▶ **Actions à mener**:
A - D'après l'extrait sur les partisans d'Emmanuel Macron, autour de quel lieu suffisait-il de se promener cet après-midi-là pour se faire une idée de son fan club ?
B - Renvoyez à l'identique le passage de l'extrait sur les partisans d'Emmanuel Macron qui commence aux mots « Il suffisait de » et s'arrête après les mots « loi du marché. ».

Il suffisait de se promener autour du palais des sports de Lyon cet après midi pour se faire une idée du fan club d‘Emmanuel Macron. Il se recrute au sein des trois générations qui se sont enrichies pendant ces 40 dernières années. Une majorité silencieuse et heureuse, qui doit tout à l’Europe et à  la globalisation. Cette classe moyenne à  l’individualisme forcené, pourtant teintée d’un vieux fond de christianisme moralisateur qui ne comprend plus rien à ce qu’est le catholicisme véritable et dont les idéaux prétendument de gauche ont depuis longtemps appris à  aimer la dure loi du marché.

▶ **Lignes de données**:
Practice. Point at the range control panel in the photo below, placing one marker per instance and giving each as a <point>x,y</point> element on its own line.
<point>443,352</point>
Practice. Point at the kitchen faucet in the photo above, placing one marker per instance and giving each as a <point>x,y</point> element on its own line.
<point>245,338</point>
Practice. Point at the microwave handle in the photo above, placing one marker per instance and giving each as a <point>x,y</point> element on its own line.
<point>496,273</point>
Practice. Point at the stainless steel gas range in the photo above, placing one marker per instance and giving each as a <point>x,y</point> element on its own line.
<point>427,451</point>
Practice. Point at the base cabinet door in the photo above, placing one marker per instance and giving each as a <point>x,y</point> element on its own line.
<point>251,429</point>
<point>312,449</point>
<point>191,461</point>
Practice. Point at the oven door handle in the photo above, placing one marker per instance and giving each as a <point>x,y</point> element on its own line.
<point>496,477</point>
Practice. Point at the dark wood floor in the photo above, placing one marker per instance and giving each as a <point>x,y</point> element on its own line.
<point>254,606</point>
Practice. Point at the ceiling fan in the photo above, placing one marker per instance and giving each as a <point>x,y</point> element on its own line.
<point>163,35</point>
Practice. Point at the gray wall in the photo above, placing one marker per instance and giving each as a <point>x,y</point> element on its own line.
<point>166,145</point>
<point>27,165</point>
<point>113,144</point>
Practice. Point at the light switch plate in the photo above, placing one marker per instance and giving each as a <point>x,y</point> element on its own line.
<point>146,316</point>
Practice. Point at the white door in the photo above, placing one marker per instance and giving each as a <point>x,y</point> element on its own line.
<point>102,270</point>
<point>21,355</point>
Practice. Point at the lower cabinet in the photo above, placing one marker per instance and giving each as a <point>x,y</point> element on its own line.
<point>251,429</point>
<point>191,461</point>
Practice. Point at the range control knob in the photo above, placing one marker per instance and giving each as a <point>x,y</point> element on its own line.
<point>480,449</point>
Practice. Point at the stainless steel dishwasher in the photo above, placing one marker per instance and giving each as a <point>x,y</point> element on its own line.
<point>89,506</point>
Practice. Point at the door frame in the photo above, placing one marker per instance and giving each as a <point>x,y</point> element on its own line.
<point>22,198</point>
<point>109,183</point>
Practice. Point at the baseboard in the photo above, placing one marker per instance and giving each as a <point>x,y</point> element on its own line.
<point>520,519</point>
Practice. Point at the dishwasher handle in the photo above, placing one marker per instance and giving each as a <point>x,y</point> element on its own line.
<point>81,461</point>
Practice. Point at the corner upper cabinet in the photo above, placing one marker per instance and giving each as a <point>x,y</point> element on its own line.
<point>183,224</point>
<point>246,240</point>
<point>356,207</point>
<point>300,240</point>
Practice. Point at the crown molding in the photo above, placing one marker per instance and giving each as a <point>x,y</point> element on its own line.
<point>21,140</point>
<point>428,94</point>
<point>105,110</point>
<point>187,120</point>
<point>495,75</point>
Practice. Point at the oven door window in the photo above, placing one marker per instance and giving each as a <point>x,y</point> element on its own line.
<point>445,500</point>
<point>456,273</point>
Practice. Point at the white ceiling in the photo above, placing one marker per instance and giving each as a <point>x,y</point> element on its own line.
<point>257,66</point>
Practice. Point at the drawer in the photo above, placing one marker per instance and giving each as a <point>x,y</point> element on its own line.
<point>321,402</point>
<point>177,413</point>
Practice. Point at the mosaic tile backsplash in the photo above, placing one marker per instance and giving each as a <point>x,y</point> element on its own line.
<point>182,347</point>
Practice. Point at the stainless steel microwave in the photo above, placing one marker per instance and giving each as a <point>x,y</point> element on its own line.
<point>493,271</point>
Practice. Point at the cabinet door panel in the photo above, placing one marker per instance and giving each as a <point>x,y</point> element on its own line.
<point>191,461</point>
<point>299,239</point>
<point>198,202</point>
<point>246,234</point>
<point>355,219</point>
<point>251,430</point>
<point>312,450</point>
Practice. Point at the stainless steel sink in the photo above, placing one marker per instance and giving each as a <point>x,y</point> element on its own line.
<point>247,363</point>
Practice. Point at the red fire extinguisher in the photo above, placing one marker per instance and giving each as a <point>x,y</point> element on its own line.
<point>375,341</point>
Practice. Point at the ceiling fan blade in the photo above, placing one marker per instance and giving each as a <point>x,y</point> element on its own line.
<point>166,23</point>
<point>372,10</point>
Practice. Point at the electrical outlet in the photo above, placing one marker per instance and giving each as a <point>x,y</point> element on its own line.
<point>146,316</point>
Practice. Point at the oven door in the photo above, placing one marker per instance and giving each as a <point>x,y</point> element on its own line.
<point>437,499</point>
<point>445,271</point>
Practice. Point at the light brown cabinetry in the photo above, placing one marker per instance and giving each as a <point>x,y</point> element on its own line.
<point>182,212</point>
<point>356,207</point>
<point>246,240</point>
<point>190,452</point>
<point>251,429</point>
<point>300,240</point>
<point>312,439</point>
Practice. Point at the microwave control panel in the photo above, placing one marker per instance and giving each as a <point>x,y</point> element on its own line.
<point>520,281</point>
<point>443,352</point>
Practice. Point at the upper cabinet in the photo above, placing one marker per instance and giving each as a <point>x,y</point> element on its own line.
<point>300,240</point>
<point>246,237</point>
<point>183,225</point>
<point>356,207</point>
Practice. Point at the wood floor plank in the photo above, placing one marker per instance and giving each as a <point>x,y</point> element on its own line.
* * *
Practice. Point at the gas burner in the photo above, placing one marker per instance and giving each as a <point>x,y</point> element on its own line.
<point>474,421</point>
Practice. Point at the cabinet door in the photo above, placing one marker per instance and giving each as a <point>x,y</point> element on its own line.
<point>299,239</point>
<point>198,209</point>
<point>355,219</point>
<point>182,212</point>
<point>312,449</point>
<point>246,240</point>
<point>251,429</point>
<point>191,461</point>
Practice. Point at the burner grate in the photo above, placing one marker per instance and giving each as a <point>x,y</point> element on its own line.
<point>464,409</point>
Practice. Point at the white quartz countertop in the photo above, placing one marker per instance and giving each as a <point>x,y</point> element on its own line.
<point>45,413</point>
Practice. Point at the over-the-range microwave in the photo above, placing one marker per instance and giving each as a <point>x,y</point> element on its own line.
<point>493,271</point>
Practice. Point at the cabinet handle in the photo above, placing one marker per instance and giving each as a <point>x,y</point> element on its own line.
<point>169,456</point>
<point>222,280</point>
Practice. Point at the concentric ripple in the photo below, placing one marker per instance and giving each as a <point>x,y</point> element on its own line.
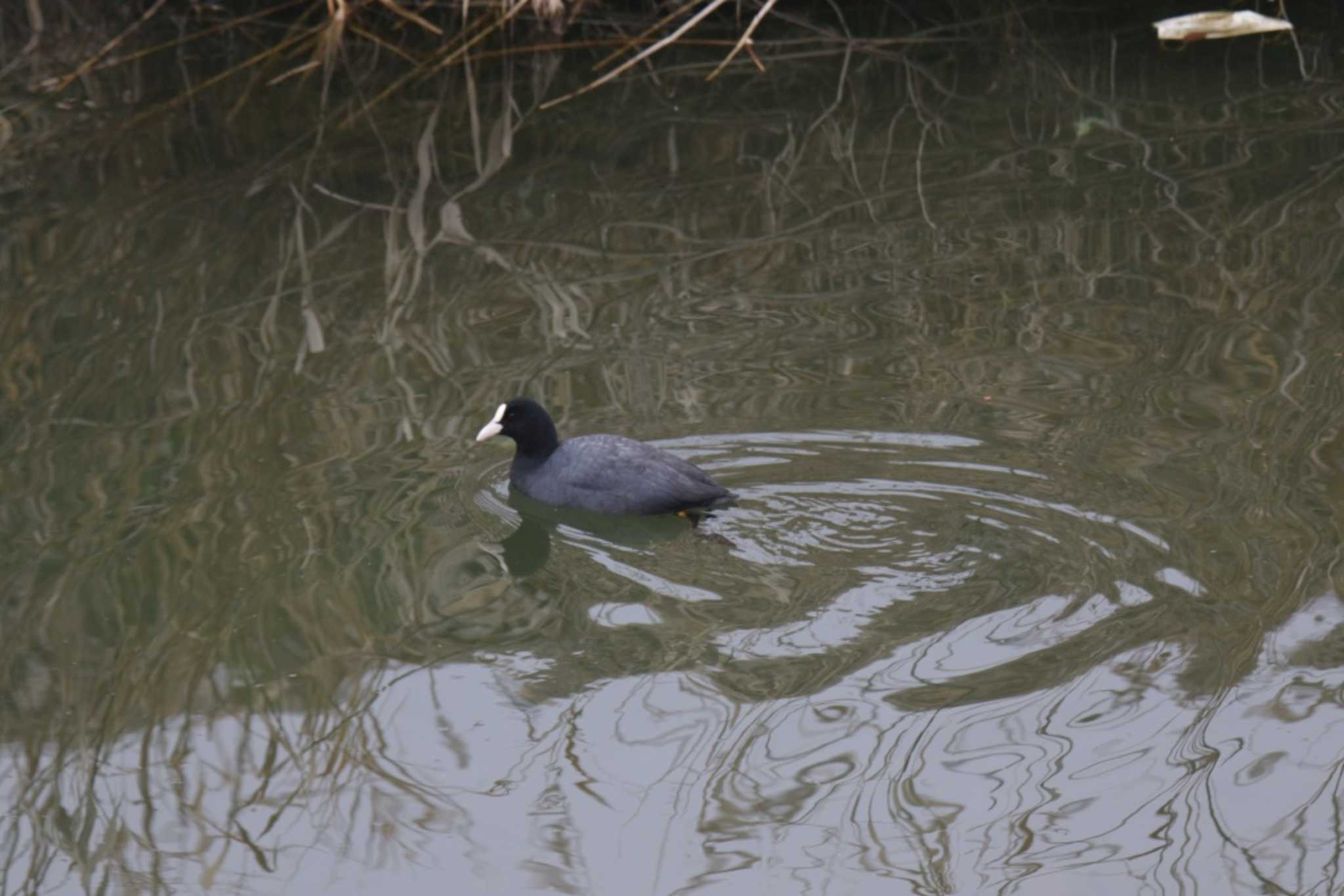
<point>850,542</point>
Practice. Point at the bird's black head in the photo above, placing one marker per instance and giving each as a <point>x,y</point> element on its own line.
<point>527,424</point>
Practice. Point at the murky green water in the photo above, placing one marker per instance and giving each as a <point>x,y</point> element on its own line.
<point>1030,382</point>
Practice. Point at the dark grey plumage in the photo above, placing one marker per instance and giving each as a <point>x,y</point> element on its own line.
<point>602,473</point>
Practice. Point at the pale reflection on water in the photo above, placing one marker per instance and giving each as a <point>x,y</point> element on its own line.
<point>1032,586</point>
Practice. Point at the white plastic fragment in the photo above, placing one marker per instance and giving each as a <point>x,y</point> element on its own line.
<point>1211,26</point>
* * *
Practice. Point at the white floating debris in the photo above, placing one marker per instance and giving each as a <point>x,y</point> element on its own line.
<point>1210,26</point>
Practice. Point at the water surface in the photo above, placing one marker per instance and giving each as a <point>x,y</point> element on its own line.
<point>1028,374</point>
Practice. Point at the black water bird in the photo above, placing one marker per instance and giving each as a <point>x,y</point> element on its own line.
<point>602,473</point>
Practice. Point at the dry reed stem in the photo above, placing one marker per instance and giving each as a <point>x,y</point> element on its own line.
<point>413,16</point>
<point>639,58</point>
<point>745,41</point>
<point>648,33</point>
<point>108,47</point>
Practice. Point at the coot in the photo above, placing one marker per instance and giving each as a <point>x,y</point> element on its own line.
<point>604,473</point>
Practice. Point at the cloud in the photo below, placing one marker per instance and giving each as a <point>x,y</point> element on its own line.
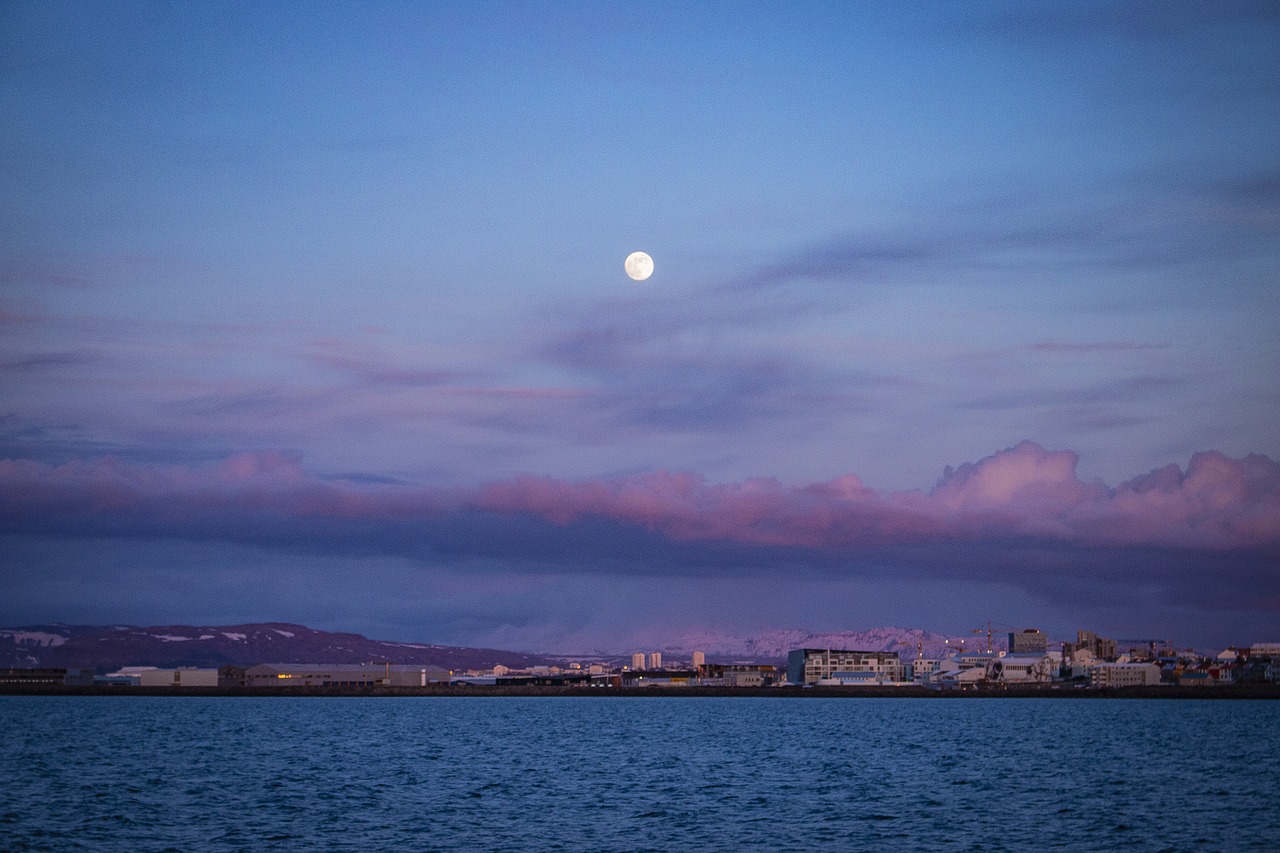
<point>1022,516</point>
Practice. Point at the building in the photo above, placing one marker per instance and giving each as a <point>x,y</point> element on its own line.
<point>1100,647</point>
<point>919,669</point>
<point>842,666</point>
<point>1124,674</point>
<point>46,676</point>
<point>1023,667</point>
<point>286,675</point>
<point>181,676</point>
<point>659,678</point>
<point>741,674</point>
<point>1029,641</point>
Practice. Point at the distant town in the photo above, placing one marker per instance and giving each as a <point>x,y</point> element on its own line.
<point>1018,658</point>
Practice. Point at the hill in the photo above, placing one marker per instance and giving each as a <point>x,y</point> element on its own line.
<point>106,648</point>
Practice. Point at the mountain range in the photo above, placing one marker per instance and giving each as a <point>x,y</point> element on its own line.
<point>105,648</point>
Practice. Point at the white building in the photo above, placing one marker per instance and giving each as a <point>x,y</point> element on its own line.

▶ **Réponses complètes**:
A - Autour du palais des sports de Lyon.

B -
Il suffisait de se promener autour du palais des sports de Lyon cet après midi pour se faire une idée du fan club d‘Emmanuel Macron. Il se recrute au sein des trois générations qui se sont enrichies pendant ces 40 dernières années. Une majorité silencieuse et heureuse, qui doit tout à l’Europe et à  la globalisation. Cette classe moyenne à  l’individualisme forcené, pourtant teintée d’un vieux fond de christianisme moralisateur qui ne comprend plus rien à ce qu’est le catholicisme véritable et dont les idéaux prétendument de gauche ont depuis longtemps appris à  aimer la dure loi du marché.